感想文 |
---

12日の殺人(2024年 フランス映画)

2024年04月17日 | 映画の感想・批評
 2022年第48回セザール賞(作品賞/監督賞/助演男優賞/有望若手男優賞/脚色賞/音響賞)を受賞した本作。ネット情報だが、セザール賞は、いわゆるフランス版アカデミー賞とのこと。確かに、とても良かった。
 実際に起きた“未解決事件”を基にしたフィクションである。フランスの自然豊かな田舎町が舞台。10月12日深夜、女子大生クララがパーティーの帰り道、一人で歩いていると、突如ガソリンを掛けられ、生きたまま焼かれ、翌朝、焼死体で発見される。事件を担当することになったのは、その前日に、警察班長を引き継いだばかりの若い男性刑事ヨアン(バスティアン・ブイヨン)。事件を担当することがあまりなかったのか、被害者感情に偏っていってしまうが、次々と男性容疑者が浮かび上がり、皆、彼女は奔放な女性だったと証言すると、決して、罪を犯した犯人は許せないのだが、被害者を見る目が変化していくのである。偏見無し、先入観無しで捜査しなければいけないが、刑事も人間である。誰が正しいのか、真実は何か。前任班長のベテラン刑事(ブーリ・ランネール)は自らの家庭の境遇と重ねてしまい行き過ぎた取り調べをしてしまう。それを止められないヨアン。「〇」or「×」では判断できない自分も居る・・・。
 後半には、女性の判事と刑事が登場し、仕切り直し捜査が始まる。偏った見方ではない捜査方法で、解決するかと思いきや、空振りに終わってしまう。作品冒頭に“未解決事件”と宣言されているにも関わらず、刑事達と一緒に捜査している気持ちになっていた。
 時折挟まれるヨアンが自転車トラックで自転車に乗るシーンが、ヨアンの気持ちを表現しているようで、映画らしい。ファーストシーンからラストシーンに繋がる。前向きな気持ちと捉えられ、良い効果が生まれていたと思う。

---

[保存データ]
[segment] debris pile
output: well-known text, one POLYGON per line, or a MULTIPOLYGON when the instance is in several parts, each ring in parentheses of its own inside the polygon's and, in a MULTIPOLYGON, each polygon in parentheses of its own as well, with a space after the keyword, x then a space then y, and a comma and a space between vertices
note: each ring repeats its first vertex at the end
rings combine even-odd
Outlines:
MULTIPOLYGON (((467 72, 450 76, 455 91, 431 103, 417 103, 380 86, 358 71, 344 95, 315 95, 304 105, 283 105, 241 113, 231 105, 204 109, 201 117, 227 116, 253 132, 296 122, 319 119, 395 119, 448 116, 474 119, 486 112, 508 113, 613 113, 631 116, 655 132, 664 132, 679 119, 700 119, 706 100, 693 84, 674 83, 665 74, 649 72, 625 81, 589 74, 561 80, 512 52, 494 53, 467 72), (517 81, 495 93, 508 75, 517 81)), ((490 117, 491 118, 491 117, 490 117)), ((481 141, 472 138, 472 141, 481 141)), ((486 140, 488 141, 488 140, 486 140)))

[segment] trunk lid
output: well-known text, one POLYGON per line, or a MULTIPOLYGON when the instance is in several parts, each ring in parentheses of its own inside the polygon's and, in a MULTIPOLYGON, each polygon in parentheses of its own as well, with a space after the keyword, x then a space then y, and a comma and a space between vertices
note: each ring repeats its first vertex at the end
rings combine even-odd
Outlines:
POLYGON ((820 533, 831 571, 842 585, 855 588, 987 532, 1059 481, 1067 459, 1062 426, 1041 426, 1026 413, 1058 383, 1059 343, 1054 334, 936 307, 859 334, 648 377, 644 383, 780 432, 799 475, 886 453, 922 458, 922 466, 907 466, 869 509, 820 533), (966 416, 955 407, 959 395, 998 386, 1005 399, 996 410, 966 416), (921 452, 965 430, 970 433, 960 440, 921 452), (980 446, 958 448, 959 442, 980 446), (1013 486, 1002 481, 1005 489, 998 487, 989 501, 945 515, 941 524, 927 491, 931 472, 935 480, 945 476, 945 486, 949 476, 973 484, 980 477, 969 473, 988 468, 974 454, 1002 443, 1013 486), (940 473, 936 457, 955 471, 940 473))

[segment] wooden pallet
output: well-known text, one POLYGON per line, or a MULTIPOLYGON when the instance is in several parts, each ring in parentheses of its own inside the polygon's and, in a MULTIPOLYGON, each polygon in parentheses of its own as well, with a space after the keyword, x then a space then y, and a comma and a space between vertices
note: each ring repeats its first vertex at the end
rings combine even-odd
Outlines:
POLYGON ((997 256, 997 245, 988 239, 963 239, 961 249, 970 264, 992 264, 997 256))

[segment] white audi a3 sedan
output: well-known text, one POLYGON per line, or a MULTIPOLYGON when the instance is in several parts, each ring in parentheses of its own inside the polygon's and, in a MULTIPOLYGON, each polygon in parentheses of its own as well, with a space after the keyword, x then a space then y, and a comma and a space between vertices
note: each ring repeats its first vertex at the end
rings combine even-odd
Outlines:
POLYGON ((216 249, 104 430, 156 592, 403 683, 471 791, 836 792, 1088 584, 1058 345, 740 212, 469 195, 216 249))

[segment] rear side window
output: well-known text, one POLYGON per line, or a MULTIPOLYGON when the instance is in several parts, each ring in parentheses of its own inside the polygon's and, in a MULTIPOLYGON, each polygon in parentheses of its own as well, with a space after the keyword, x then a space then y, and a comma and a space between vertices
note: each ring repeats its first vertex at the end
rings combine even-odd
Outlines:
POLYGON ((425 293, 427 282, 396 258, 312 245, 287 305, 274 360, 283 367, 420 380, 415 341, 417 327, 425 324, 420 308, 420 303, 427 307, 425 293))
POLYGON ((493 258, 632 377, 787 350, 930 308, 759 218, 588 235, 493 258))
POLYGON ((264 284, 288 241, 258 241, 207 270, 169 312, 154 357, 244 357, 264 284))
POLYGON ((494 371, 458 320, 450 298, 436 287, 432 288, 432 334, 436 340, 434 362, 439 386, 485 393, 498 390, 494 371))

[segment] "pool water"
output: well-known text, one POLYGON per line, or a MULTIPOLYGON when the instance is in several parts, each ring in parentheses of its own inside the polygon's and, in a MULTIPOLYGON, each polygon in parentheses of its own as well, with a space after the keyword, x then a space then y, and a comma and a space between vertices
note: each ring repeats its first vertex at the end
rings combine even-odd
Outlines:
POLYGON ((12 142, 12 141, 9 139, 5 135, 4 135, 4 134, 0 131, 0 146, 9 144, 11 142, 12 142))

---

取り組む問題 |
A) 映画『12日の殺人』の感想文によると、クララが火をつけられたのは何月何日の深夜ですか。
B) エントリーのうち、「[segment] trunk lid」を含む行から始まり「POLYGON ((820 533, 831」を含む行で終わる部分を、両端の行も含めてそのまま書き写してください。
感想文とエントリーは互いに無関係です。

演習の解答 |
A) 10月12日の深夜です。

B)
[segment] trunk lid
output: well-known text, one POLYGON per line, or a MULTIPOLYGON when the instance is in several parts, each ring in parentheses of its own inside the polygon's and, in a MULTIPOLYGON, each polygon in parentheses of its own as well, with a space after the keyword, x then a space then y, and a comma and a space between vertices
note: each ring repeats its first vertex at the end
rings combine even-odd
Outlines:
POLYGON ((820 533, 831 571, 842 585, 855 588, 987 532, 1059 481, 1067 459, 1062 426, 1041 426, 1026 413, 1058 383, 1059 343, 1054 334, 936 307, 859 334, 648 377, 644 383, 780 432, 799 475, 886 453, 922 458, 922 466, 907 466, 869 509, 820 533), (966 416, 955 407, 959 395, 998 386, 1005 399, 996 410, 966 416), (921 452, 965 430, 970 433, 960 440, 921 452), (980 446, 958 448, 959 442, 980 446), (1013 486, 1002 481, 1005 489, 998 487, 989 501, 945 515, 941 524, 927 491, 931 472, 935 480, 945 476, 945 486, 949 476, 973 484, 980 477, 969 473, 988 468, 974 454, 1002 443, 1013 486), (940 473, 936 457, 955 471, 940 473))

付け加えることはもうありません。